## Exercise goal
Copy out the data unchanged, from its first line through the line that contains "Outlines of the", including both of those lines.

## Annotation dataset entries
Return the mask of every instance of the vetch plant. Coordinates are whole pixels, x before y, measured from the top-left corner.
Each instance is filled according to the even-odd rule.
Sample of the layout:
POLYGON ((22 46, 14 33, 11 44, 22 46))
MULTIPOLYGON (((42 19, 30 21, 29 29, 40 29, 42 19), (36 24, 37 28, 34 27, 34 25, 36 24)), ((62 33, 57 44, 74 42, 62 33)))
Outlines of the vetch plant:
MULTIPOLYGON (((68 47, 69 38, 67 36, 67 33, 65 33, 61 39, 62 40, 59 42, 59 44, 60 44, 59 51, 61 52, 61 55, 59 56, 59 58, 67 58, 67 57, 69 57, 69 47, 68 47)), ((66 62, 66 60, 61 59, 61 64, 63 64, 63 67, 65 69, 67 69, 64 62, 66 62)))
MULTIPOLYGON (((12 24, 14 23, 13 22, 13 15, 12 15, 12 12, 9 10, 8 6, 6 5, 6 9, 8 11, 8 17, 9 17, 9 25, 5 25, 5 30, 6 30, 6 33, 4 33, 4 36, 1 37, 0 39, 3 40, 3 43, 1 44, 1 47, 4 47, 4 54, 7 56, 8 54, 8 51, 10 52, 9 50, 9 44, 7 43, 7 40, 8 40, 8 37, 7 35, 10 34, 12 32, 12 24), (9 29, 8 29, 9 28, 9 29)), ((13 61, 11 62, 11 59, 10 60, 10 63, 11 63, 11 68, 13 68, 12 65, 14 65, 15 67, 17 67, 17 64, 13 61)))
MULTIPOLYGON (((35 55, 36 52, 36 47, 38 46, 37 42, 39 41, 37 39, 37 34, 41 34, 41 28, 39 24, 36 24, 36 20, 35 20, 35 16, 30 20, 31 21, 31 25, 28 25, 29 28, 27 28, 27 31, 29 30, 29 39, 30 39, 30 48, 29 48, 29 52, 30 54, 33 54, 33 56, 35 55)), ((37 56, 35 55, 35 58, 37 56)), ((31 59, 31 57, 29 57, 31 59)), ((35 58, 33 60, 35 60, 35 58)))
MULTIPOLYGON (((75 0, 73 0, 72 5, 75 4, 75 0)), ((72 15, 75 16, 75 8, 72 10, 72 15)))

## The solution
Return the mask of every instance of the vetch plant. Coordinates are whole pixels, x before y, measured from the top-left corner.
Each instance is filled according to the even-odd rule.
Sample of the layout:
POLYGON ((22 46, 14 33, 11 44, 22 46))
MULTIPOLYGON (((42 19, 30 21, 29 29, 40 29, 42 19), (36 24, 37 28, 34 27, 34 25, 36 24)), ((62 33, 57 44, 74 42, 62 33)))
Outlines of the vetch plant:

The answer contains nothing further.